[Extracted records]
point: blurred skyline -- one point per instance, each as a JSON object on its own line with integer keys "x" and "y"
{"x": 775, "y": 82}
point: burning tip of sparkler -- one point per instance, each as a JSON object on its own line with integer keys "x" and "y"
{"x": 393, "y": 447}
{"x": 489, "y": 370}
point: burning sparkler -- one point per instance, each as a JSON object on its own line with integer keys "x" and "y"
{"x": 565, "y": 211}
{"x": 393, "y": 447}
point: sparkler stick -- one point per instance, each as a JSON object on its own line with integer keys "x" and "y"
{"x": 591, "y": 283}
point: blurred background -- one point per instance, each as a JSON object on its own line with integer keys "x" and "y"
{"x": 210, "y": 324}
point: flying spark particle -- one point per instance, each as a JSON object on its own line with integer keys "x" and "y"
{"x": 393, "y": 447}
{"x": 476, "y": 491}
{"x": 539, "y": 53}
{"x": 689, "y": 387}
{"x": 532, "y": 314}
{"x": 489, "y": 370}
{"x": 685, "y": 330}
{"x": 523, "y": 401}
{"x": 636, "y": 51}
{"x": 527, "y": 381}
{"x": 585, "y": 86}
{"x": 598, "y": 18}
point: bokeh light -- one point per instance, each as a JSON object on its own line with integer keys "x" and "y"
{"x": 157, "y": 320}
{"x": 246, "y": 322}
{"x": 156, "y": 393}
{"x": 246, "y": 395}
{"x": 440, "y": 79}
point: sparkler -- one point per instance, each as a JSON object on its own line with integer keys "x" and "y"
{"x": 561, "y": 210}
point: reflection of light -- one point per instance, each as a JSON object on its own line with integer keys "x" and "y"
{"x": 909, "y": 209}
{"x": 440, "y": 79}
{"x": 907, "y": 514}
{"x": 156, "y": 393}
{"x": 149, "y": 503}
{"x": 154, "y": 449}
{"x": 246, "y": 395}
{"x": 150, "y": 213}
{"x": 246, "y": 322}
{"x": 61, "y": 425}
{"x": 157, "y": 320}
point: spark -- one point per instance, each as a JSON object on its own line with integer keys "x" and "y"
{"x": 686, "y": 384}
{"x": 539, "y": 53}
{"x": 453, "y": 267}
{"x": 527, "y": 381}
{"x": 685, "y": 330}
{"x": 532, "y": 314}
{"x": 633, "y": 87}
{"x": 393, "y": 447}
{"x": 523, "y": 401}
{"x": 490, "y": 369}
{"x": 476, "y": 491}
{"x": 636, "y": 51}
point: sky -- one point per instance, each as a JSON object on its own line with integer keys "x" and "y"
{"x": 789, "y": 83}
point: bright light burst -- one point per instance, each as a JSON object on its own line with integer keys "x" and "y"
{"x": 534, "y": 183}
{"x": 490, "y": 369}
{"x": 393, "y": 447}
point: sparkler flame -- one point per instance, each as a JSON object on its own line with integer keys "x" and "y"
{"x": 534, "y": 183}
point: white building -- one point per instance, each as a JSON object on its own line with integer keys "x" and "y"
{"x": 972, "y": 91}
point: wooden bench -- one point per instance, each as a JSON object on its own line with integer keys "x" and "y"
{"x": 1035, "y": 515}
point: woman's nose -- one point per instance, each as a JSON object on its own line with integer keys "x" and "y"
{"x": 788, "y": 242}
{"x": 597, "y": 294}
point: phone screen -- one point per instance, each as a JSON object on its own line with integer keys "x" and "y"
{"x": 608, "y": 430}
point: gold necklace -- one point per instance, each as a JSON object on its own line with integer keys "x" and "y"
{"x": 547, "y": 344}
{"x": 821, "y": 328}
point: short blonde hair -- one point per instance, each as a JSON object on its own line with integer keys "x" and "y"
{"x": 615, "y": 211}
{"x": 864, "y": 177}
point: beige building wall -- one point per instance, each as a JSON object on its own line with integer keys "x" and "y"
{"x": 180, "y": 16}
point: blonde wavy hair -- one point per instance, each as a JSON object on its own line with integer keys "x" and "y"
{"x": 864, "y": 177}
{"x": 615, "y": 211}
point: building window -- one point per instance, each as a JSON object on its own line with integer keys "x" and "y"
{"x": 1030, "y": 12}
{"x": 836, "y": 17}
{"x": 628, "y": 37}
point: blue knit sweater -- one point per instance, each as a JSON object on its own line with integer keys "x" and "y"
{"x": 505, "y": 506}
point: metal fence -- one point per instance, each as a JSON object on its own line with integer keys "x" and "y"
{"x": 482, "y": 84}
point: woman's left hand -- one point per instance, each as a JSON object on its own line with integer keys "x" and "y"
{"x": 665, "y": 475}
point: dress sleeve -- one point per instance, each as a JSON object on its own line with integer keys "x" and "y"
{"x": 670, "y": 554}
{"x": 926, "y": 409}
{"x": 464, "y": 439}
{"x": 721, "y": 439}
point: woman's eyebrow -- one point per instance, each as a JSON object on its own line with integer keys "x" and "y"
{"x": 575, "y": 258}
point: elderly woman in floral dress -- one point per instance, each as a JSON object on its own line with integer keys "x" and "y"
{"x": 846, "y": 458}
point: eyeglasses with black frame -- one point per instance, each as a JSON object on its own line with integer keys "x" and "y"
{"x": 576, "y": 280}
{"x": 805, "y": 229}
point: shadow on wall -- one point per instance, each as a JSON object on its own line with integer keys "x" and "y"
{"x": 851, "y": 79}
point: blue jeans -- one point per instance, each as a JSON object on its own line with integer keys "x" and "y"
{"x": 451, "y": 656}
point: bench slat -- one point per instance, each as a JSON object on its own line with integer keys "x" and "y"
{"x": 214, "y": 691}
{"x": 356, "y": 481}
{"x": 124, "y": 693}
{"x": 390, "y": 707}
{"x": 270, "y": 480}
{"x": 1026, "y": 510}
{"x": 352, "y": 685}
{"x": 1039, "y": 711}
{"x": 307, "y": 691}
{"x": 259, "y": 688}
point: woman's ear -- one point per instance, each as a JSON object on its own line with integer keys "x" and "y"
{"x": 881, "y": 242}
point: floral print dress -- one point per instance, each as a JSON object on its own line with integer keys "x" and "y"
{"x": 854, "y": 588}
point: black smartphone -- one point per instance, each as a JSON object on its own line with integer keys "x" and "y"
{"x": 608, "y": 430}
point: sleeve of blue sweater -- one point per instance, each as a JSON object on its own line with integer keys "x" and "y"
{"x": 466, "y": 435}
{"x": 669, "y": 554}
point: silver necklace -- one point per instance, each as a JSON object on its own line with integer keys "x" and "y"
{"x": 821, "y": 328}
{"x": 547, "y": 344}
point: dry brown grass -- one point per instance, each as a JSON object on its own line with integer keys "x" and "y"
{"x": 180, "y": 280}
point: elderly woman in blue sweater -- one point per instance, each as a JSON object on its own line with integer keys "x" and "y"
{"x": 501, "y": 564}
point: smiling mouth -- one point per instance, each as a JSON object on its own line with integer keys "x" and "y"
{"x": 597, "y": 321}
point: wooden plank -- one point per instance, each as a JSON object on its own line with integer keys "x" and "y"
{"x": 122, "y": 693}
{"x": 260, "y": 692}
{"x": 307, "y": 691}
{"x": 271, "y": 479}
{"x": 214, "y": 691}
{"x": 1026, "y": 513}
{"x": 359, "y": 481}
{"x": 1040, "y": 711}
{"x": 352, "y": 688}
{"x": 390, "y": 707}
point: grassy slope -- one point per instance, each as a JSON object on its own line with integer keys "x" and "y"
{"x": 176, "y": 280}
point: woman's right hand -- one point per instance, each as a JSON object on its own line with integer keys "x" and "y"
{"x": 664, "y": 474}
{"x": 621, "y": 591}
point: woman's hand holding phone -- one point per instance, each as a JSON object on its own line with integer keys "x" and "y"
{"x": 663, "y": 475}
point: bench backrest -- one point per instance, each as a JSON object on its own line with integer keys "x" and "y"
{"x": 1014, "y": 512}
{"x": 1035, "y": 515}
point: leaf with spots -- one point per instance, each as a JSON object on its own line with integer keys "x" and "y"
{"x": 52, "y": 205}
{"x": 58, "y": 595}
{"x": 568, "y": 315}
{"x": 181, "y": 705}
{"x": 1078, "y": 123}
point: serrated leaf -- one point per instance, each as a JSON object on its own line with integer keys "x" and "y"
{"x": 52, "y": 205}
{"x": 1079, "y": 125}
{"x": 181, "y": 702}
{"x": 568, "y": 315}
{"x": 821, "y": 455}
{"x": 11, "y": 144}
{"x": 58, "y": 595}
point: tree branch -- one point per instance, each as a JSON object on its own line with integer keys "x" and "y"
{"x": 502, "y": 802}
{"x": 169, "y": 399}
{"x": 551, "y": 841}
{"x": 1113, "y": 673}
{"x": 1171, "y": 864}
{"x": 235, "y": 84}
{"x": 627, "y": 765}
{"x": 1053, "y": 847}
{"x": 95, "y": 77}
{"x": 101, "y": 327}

Aim:
Could you give again exactly the lines from the line containing "point: serrated leaf" through the final line of the data above, and no others?

Response below:
point: serrated leaf -- one point per instance, each as a JSON object on its own line with integer keys "x" and "y"
{"x": 52, "y": 205}
{"x": 1079, "y": 125}
{"x": 181, "y": 702}
{"x": 568, "y": 315}
{"x": 821, "y": 455}
{"x": 11, "y": 144}
{"x": 58, "y": 595}
point: tree branch -- one point per instance, each as a JSON object on its own line with integer keys "x" and "y"
{"x": 502, "y": 802}
{"x": 169, "y": 399}
{"x": 551, "y": 841}
{"x": 1113, "y": 673}
{"x": 1171, "y": 864}
{"x": 235, "y": 84}
{"x": 627, "y": 765}
{"x": 1053, "y": 847}
{"x": 95, "y": 77}
{"x": 101, "y": 327}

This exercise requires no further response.